**Exercise requirements**
Give the lines from the start of the records through the line with "[569,3,664,29]" as a Markdown table with the columns Row and Entry. Number each row, and leave out blank lines.

**Coordinate annotation entries**
#####
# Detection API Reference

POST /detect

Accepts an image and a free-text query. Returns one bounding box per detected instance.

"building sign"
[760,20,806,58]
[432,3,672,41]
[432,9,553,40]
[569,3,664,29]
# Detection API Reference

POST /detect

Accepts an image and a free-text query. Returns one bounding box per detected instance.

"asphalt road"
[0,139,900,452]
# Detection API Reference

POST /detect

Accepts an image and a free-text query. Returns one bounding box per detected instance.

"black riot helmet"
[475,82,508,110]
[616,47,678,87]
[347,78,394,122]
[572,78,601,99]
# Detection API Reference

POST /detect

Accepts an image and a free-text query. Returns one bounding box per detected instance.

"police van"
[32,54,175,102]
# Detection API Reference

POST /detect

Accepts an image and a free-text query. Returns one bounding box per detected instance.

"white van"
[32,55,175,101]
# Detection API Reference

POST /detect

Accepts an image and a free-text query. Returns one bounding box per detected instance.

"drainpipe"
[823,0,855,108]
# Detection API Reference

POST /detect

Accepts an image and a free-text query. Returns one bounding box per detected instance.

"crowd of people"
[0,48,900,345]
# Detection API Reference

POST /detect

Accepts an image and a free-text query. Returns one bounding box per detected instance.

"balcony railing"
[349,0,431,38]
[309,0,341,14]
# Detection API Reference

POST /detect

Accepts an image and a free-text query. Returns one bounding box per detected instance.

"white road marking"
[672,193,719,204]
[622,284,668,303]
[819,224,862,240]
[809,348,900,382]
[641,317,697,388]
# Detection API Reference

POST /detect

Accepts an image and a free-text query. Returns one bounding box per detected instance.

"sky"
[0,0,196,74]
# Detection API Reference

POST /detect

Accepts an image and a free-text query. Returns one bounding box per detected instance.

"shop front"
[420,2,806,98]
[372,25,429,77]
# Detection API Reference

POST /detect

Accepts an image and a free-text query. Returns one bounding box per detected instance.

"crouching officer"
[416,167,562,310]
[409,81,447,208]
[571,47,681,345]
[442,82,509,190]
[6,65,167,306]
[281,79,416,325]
#####
**Task answer**
| Row | Entry |
|---|---|
| 1 | # Detection API Reference |
| 2 | POST /detect |
| 3 | Accepts an image and a free-text query. Returns one bounding box per detected instance. |
| 4 | "building sign" |
| 5 | [760,20,806,58] |
| 6 | [432,3,672,41] |
| 7 | [432,9,553,40] |
| 8 | [569,3,664,29] |